Łączna liczba wyświetleń

poniedziałek, 7 sierpnia 2017

Dlaczego nie lubię czytać książek Puzyńskiej?



Tytułem wstępu: bardzo trudno jest omówić siedem tomów jednocześnie. Starałam się kondensować myśli, a i tak wyszło spore objętościowo wypracowanie, dlatego planuję również omówić po kolei poszczególne części. Na razie postanowiłam potraktować jednak temat zbiorczo, dając odpowiedź na pytanie „Co sądzicie o książkach Puzyńskiej?, „Warto?” etc. - oczywiście, przez mój bardzo subiektywny punkt widzenia.

Katarzyna Puzyńska jest jedną z tzw. „królowych” polskiego kryminału. Stworzyła serię o policjantach z niewielkiej wsi Lipowo oraz zbrodniach, których jest w tej małej społeczności zatrzęsienie, więcej nawet niż w Sandomierzu, w którym Ojciec Mateusz ma co robić nie tylko w niedziele.

Na niektórych stronach internetowych czytamy, że Katarzyna Puzyńska to polska Camilla Lackberg. Albo, co gorsza, polska Agatha Christie. W jednej z recenzji internetowych dopatrzyłam się nawet stwierdzenia, że rzekomo to sama autorka wskazuje na Agathę jako swoją patronkę. Jest to dla mnie informacja zaskakująca, ponieważ o ile wpływ Lackberg rozumiem i jest on czytelny, o tyle skojarzenia z damą brytyjskiego kryminału i matką Herculesa Poirot, są bardzo mocno na wyrost. Gdzie znalazłabym wpływ Christie, gdyby już przystawiono mi broń do głowy? Jedynym punktem zbieżnym, który dostrzegam, jest osadzenie akcji na wsi. Poza tym szczegółem - podobieństw brak.

Agatha Christie słynie z misternej intrygi. Katarzyna Puzyńska próbuje utkać intrygę wielowątkową i skomplikowaną, a w efekcie końcowym mota ją tak bardzo, że na przykład w Motylku pod koniec pojawia się matka lokalnego komisarza jako deus ex machina i dwoma zdaniami rozwiązuje zawikłaną sprawę. Gdyby szacowna pani matka, obecna na kartach powieści od samego początku, odezwała się wcześniej, książka byłaby krótsza o połowę. Co więcej, nie ma kompletnie żadnego umotywowania sytuacyjnego i psychologicznego, dlaczego tego nie robi...

--

# [ZADANIE 1]
Streść wpis o książkach Puzyńskiej w dwóch zdaniach.
# [ZADANIE 2]
Podaj dalszy ciąg wpisu o książkach Puzyńskiej, zaczynając po jego ostatnim zdaniu.
Dane pochodzą z innego źródła niż tekst.

# [POKAZANE DANE]
--

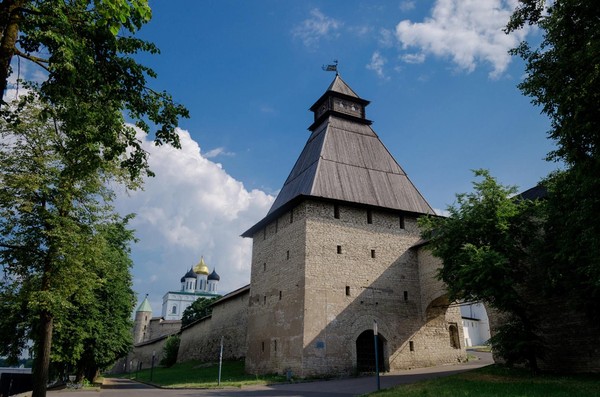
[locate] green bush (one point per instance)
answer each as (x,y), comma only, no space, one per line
(170,351)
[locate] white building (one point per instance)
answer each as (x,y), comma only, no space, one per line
(196,283)
(476,325)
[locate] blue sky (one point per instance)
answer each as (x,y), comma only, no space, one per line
(443,100)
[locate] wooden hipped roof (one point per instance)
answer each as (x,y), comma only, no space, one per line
(344,160)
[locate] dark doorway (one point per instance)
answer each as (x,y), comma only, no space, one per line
(365,352)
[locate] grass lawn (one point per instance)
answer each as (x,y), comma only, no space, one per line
(196,374)
(496,381)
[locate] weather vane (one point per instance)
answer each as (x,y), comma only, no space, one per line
(331,68)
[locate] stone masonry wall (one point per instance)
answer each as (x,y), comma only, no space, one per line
(373,275)
(275,312)
(202,340)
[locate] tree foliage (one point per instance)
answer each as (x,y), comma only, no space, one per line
(97,330)
(489,246)
(59,241)
(201,307)
(170,351)
(563,77)
(87,48)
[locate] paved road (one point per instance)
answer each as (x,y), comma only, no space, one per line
(332,388)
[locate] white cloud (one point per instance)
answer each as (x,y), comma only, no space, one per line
(191,208)
(313,29)
(440,212)
(406,6)
(386,38)
(469,32)
(377,63)
(413,58)
(220,151)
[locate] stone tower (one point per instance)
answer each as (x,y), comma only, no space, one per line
(337,251)
(143,315)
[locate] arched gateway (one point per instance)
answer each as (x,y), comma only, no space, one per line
(365,352)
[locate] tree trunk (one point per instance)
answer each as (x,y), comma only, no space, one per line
(42,357)
(10,19)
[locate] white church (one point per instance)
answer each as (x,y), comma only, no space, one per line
(196,283)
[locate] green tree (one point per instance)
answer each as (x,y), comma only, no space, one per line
(97,330)
(170,351)
(489,246)
(92,76)
(53,235)
(563,78)
(201,307)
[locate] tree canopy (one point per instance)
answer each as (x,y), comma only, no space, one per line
(201,307)
(517,255)
(87,51)
(64,138)
(563,78)
(60,243)
(489,246)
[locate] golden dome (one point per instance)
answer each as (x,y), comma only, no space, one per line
(201,267)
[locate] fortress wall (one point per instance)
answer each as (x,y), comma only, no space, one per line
(202,340)
(276,306)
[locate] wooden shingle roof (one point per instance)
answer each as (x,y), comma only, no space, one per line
(344,160)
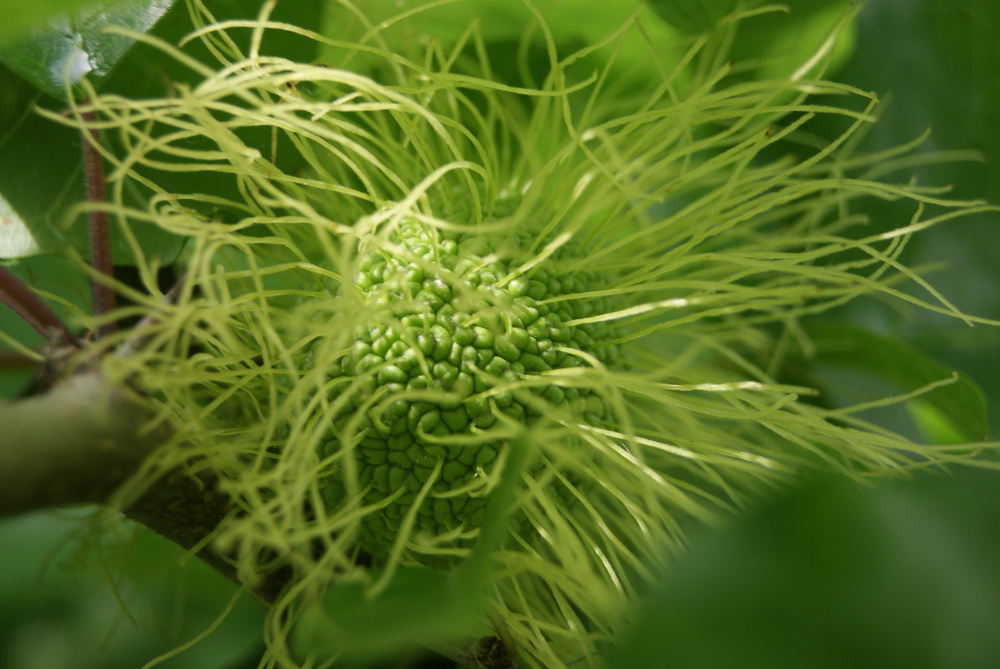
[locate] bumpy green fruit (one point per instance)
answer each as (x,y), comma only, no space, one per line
(455,321)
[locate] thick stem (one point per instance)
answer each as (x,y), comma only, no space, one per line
(78,442)
(100,235)
(75,444)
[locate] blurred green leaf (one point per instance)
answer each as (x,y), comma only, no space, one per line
(905,369)
(15,238)
(19,15)
(693,16)
(836,577)
(55,57)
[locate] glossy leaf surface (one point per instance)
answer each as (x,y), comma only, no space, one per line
(56,56)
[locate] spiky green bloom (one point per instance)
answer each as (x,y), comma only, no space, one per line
(471,328)
(638,262)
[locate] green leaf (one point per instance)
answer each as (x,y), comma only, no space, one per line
(905,369)
(835,577)
(55,57)
(693,16)
(15,238)
(19,15)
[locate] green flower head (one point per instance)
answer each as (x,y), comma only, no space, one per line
(441,302)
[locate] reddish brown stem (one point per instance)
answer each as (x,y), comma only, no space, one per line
(100,235)
(26,304)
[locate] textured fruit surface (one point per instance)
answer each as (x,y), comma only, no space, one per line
(464,337)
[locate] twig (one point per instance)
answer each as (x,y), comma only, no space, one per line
(26,304)
(100,235)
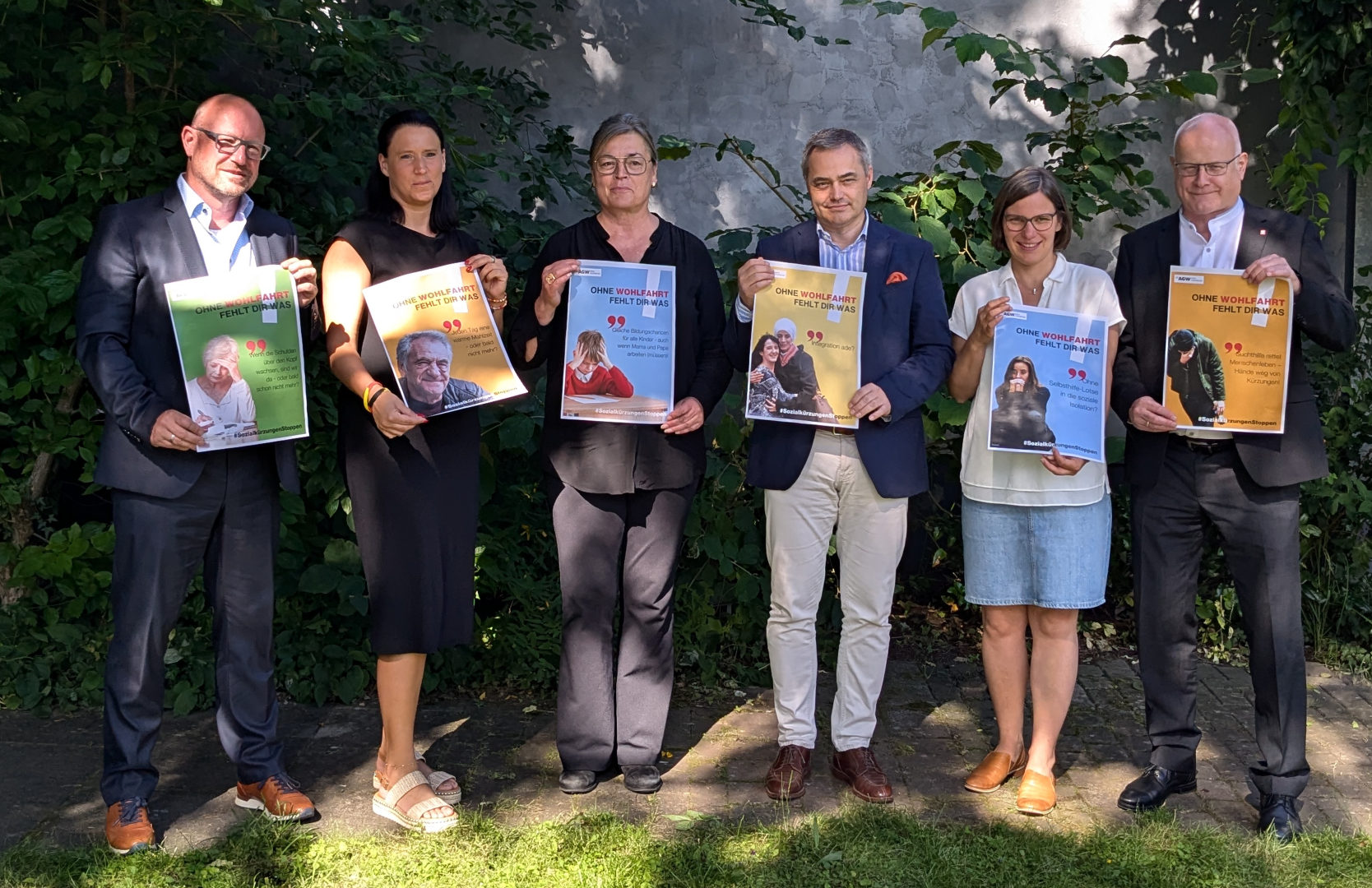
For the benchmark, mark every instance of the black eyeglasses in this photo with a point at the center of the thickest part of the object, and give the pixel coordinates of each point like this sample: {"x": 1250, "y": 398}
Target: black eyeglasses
{"x": 634, "y": 165}
{"x": 1215, "y": 168}
{"x": 229, "y": 145}
{"x": 1041, "y": 223}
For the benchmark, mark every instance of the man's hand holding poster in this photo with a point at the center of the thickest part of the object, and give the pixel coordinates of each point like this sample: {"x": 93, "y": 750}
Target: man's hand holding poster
{"x": 620, "y": 363}
{"x": 442, "y": 340}
{"x": 242, "y": 357}
{"x": 807, "y": 336}
{"x": 1049, "y": 369}
{"x": 1227, "y": 350}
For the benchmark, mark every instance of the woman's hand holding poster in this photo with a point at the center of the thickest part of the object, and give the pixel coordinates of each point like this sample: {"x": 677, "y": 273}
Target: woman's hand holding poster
{"x": 1049, "y": 369}
{"x": 1227, "y": 350}
{"x": 442, "y": 340}
{"x": 620, "y": 363}
{"x": 242, "y": 358}
{"x": 807, "y": 335}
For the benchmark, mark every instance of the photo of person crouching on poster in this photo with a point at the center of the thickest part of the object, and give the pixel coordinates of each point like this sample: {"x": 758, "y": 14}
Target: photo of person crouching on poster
{"x": 425, "y": 360}
{"x": 221, "y": 401}
{"x": 591, "y": 372}
{"x": 1020, "y": 418}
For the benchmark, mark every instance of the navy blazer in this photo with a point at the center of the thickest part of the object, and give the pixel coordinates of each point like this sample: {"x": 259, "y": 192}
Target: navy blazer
{"x": 906, "y": 349}
{"x": 127, "y": 345}
{"x": 1322, "y": 311}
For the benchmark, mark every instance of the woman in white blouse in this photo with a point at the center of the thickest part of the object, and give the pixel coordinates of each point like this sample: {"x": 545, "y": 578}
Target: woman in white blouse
{"x": 1036, "y": 529}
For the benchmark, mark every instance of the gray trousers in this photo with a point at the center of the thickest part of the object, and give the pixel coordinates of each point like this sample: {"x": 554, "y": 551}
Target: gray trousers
{"x": 229, "y": 523}
{"x": 612, "y": 705}
{"x": 1261, "y": 543}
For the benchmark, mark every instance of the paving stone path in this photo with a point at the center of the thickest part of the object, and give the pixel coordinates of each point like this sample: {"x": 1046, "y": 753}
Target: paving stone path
{"x": 934, "y": 726}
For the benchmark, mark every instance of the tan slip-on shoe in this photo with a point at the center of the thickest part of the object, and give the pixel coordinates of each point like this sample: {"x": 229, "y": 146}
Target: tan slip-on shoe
{"x": 995, "y": 770}
{"x": 1037, "y": 793}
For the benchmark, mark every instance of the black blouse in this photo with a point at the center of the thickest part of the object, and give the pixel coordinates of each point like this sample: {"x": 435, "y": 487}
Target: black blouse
{"x": 614, "y": 457}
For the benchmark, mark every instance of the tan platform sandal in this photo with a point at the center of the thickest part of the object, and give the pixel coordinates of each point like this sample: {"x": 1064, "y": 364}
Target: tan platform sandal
{"x": 387, "y": 803}
{"x": 1037, "y": 793}
{"x": 437, "y": 779}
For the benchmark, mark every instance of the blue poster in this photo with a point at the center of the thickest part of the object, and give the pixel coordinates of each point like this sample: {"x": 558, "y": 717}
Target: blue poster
{"x": 619, "y": 361}
{"x": 1049, "y": 369}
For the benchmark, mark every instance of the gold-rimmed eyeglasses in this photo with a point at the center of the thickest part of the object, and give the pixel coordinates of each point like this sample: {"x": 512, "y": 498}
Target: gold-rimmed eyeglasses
{"x": 634, "y": 165}
{"x": 1041, "y": 223}
{"x": 1215, "y": 168}
{"x": 229, "y": 145}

--

# [ODPOWIEDŹ 1]
Katarzyna Puzyńska, nazywana jedną z „królowych” polskiego kryminału, stworzyła serię o policjantach z wsi Lipowo, a porównania jej do Agathy Christie wpis uznaje za mocno na wyrost, bo jedynym wspólnym punktem jest osadzenie akcji na wsi. Puzyńska tak plącze wielowątkową intrygę, że w „Motylku” matka komisarza pojawia się pod koniec jako deus ex machina i dwoma zdaniami rozwiązuje sprawę, choć nic nie tłumaczy, dlaczego nie odezwała się wcześniej.

# [ODPOWIEDŹ 2]
Agatha Christie była w tym przypadku drobiazgowa i szczegółowa. Dopiero, kiedy dochodziło do ostatecznej przemowy detektywa, odkrywała przed czytelnikiem „jak to jest zrobione”. Miałam przyjemność uczestniczenia w zajęciach wykładowcy, który kryminały Christie czytał zawsze od końca, aby delektować się sposobem „tkania” szczegółów. U Puzyńskiej tego nie znajdziemy. Zrobiłam sobie domowy eksperyment czytania jej od końca i... Nie, to nie wychodzi. Możecie mi wierzyć na słowo, a możecie spróbować sami.

Docierając do rozwiązania zagadki, Puzyńska w każdym w zasadzie tomie wybiera najprostsze wyjaśnienie, bardzo często wchodząc w konflikt z motywacjami bohaterów. Przypomnijmy sobie historię o przekrętach w klubie nocnym opisaną w Łaskunie. Jako osobna opowieść kryminalno-sensacyjna ta historia nie miałaby racji bytu, motywacje przestępców nie trzymają się bowiem kupy, a całość opisana jest tak, że nie mamy wątpliwości, że autorka odczuła potrzebę, żeby po prostu jakkolwiek to rozwikłać w tym właśnie momencie.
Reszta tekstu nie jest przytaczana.